Listing
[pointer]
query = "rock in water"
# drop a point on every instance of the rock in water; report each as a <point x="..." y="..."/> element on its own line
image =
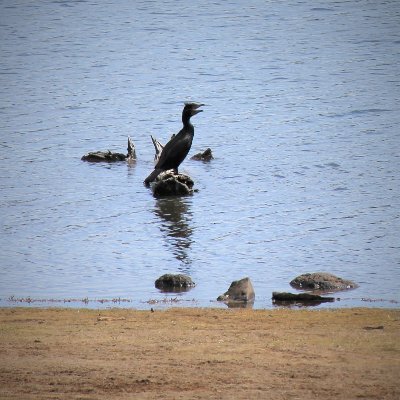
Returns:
<point x="109" y="156"/>
<point x="239" y="291"/>
<point x="302" y="298"/>
<point x="174" y="282"/>
<point x="322" y="281"/>
<point x="170" y="184"/>
<point x="205" y="156"/>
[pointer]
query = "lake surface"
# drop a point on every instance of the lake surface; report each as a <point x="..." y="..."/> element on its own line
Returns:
<point x="302" y="115"/>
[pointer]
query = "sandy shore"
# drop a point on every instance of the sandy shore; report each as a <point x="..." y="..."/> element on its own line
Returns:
<point x="199" y="354"/>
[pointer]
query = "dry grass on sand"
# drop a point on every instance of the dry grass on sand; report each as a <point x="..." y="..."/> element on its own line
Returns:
<point x="199" y="354"/>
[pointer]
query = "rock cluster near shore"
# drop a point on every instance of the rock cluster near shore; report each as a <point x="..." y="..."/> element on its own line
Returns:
<point x="169" y="183"/>
<point x="174" y="282"/>
<point x="321" y="281"/>
<point x="110" y="157"/>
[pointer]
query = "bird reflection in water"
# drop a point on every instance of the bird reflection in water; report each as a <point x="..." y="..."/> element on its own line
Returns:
<point x="175" y="216"/>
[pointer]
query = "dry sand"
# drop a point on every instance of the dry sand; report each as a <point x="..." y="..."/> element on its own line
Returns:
<point x="199" y="354"/>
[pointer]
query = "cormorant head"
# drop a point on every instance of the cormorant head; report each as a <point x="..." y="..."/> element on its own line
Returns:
<point x="190" y="109"/>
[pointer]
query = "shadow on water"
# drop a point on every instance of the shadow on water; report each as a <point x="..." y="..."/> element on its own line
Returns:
<point x="175" y="216"/>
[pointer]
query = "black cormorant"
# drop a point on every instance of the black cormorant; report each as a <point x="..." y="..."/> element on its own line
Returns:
<point x="176" y="150"/>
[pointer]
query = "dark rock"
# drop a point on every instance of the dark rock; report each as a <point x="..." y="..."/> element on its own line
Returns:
<point x="303" y="298"/>
<point x="108" y="156"/>
<point x="174" y="283"/>
<point x="239" y="291"/>
<point x="205" y="156"/>
<point x="169" y="183"/>
<point x="322" y="281"/>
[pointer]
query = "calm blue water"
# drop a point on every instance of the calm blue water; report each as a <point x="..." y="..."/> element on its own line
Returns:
<point x="302" y="115"/>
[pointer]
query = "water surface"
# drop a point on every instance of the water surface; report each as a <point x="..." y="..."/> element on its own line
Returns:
<point x="302" y="116"/>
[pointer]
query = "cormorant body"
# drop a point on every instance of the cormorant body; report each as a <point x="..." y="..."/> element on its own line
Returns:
<point x="176" y="150"/>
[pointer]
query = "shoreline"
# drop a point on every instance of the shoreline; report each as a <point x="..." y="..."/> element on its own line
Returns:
<point x="203" y="353"/>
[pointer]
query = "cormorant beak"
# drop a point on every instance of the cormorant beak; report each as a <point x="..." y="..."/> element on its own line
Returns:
<point x="196" y="110"/>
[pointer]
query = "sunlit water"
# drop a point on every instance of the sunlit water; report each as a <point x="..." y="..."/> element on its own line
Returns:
<point x="302" y="115"/>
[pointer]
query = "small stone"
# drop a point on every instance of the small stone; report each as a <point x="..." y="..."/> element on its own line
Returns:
<point x="239" y="291"/>
<point x="205" y="156"/>
<point x="321" y="281"/>
<point x="174" y="282"/>
<point x="170" y="184"/>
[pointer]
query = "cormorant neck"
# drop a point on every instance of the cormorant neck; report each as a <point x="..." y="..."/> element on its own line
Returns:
<point x="186" y="121"/>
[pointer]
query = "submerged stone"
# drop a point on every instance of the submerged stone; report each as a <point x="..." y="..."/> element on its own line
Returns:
<point x="109" y="156"/>
<point x="169" y="183"/>
<point x="205" y="156"/>
<point x="174" y="282"/>
<point x="239" y="291"/>
<point x="322" y="281"/>
<point x="303" y="298"/>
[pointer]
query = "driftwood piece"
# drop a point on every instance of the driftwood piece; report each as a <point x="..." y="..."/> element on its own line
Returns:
<point x="109" y="156"/>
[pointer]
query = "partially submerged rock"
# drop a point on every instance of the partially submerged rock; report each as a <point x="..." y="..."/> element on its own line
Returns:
<point x="108" y="156"/>
<point x="302" y="298"/>
<point x="240" y="291"/>
<point x="205" y="156"/>
<point x="169" y="183"/>
<point x="322" y="281"/>
<point x="174" y="282"/>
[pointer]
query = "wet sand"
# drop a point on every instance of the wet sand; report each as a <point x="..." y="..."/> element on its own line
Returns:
<point x="190" y="353"/>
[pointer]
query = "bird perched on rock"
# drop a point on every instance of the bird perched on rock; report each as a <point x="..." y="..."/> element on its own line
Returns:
<point x="176" y="150"/>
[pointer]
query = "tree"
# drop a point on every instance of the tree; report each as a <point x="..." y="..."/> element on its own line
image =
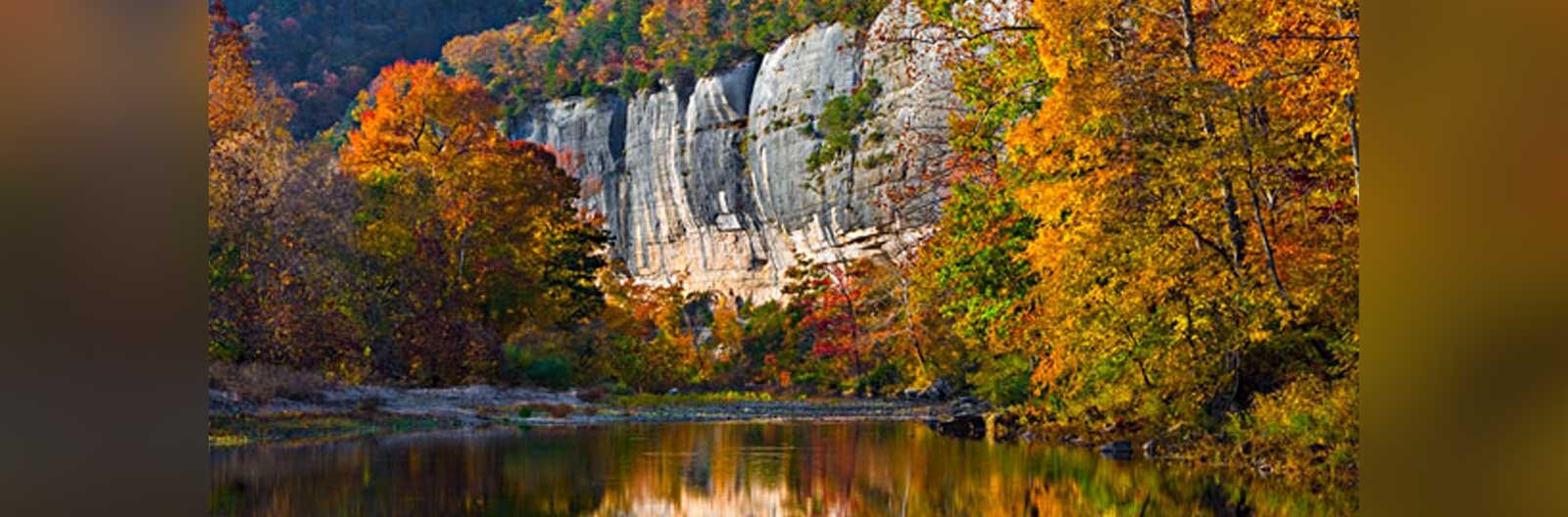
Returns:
<point x="475" y="234"/>
<point x="248" y="149"/>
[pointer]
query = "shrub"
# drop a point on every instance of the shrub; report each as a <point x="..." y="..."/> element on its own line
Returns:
<point x="880" y="380"/>
<point x="1004" y="381"/>
<point x="264" y="383"/>
<point x="593" y="396"/>
<point x="549" y="372"/>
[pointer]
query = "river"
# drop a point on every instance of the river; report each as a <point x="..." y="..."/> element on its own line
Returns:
<point x="721" y="469"/>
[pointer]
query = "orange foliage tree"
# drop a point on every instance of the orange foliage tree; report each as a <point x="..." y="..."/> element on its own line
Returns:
<point x="475" y="232"/>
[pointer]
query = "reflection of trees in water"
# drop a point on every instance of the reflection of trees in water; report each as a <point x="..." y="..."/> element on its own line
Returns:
<point x="857" y="469"/>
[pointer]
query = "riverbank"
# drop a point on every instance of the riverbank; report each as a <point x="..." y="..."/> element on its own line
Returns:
<point x="347" y="411"/>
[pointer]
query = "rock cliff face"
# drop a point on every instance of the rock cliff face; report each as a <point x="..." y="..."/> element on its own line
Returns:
<point x="710" y="184"/>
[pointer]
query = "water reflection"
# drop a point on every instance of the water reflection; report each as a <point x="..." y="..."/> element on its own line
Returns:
<point x="717" y="469"/>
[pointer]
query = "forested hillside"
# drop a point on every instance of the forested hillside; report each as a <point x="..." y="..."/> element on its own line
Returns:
<point x="1150" y="215"/>
<point x="323" y="52"/>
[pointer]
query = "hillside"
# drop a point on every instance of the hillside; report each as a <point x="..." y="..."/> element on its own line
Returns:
<point x="323" y="52"/>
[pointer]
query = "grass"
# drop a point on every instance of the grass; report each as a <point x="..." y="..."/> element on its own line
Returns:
<point x="653" y="400"/>
<point x="234" y="431"/>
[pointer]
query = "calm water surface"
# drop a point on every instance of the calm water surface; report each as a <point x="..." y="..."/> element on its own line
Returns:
<point x="720" y="469"/>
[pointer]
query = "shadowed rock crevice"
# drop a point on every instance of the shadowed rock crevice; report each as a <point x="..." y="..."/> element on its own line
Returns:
<point x="708" y="180"/>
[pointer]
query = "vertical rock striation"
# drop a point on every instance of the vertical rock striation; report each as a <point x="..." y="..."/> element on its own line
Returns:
<point x="710" y="184"/>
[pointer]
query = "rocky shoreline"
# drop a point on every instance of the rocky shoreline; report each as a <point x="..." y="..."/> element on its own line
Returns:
<point x="365" y="409"/>
<point x="355" y="411"/>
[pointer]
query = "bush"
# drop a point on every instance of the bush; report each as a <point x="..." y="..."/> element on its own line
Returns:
<point x="593" y="396"/>
<point x="1004" y="381"/>
<point x="880" y="380"/>
<point x="264" y="383"/>
<point x="549" y="372"/>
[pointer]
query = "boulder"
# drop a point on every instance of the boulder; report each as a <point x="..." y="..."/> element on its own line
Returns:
<point x="1117" y="450"/>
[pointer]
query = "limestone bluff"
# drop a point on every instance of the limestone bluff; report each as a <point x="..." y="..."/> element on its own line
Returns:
<point x="710" y="182"/>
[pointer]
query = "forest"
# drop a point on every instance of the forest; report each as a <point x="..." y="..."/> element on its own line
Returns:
<point x="1152" y="218"/>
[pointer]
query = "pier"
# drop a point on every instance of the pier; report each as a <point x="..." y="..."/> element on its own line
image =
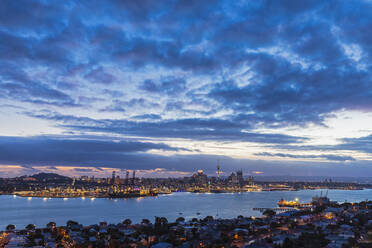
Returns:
<point x="274" y="209"/>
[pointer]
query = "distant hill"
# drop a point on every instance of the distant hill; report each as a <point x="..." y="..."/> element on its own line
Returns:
<point x="51" y="177"/>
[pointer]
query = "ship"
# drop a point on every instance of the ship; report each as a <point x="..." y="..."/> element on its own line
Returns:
<point x="131" y="194"/>
<point x="292" y="204"/>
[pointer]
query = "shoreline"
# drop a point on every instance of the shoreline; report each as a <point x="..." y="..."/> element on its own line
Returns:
<point x="145" y="196"/>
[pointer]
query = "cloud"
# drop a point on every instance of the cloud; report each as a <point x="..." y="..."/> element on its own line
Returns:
<point x="198" y="129"/>
<point x="324" y="156"/>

Problem details
List each line of the entries above that contains the word "lake", copying every such line in full.

Task solution
query = "lake surface"
# drop a point on every instance of the lake surface; report each as a <point x="..." y="..."/> element on its own line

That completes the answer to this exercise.